From the first line to the last, reproduce the records exactly.

-- SOURCE DATA follows --

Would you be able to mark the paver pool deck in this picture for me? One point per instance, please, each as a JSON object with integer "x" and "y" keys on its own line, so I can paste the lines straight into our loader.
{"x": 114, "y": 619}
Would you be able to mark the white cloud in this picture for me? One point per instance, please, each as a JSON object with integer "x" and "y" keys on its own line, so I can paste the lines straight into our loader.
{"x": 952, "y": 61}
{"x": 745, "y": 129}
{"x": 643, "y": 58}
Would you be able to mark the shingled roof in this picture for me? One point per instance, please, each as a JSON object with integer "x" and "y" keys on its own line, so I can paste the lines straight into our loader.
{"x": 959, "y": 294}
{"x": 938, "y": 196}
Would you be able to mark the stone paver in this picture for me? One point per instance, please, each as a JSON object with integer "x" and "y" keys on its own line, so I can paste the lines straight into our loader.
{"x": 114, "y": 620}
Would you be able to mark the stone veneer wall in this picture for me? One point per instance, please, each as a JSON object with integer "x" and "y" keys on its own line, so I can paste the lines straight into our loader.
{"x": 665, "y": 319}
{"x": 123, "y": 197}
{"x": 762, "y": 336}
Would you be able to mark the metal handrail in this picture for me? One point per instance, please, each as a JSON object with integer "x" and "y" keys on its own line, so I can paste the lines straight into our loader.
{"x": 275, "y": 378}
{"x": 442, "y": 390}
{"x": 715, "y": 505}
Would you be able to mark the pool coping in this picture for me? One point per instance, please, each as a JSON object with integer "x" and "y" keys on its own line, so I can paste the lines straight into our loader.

-- SOURCE DATA concluded --

ANSWER SPACE:
Would you be able to mark the paver pool deck in this picture for me? One point per instance, please, each as a JSON object with integer "x" and "y" keys on its own line, so I can paste the lines straight into our loader.
{"x": 114, "y": 619}
Would you be able to mark the white cloud in this picture for me? One point per instance, please, each as a JSON object with integer "x" and "y" keys on its own line, so I can paste the lines straight into our loader.
{"x": 952, "y": 61}
{"x": 745, "y": 129}
{"x": 643, "y": 58}
Would you be able to mark the shingled roof in this picture for me? One point per instance, please, each as a JSON object with integer "x" and "y" keys on its own line, so I can paste the lines straight into our loader.
{"x": 959, "y": 294}
{"x": 938, "y": 196}
Would you be able to mark the stone paver in this picture for me? One point per instance, please, each as a JSON object with integer "x" and "y" keys on its own line, so I can paste the lines straight into our loader.
{"x": 114, "y": 620}
Would you be able to mark the stone veneer wall in this picture for me? One point per instance, please, each as a JSON object with integer "x" and "y" keys on its own line, so I can paste the lines straight into our loader.
{"x": 665, "y": 319}
{"x": 123, "y": 197}
{"x": 762, "y": 336}
Would you be able to mark the metal handrail in this picture for me? One point per instance, please, each as a JSON object with integer "x" and "y" keys on its own line, so I can paste the lines straight into our loader.
{"x": 275, "y": 378}
{"x": 442, "y": 390}
{"x": 715, "y": 505}
Would you be able to mark the pool coping in this picture for me? One point per instance, please, each as a JSON object with integer "x" and "y" keys on its own line, so I can paste the lines straight into our loader.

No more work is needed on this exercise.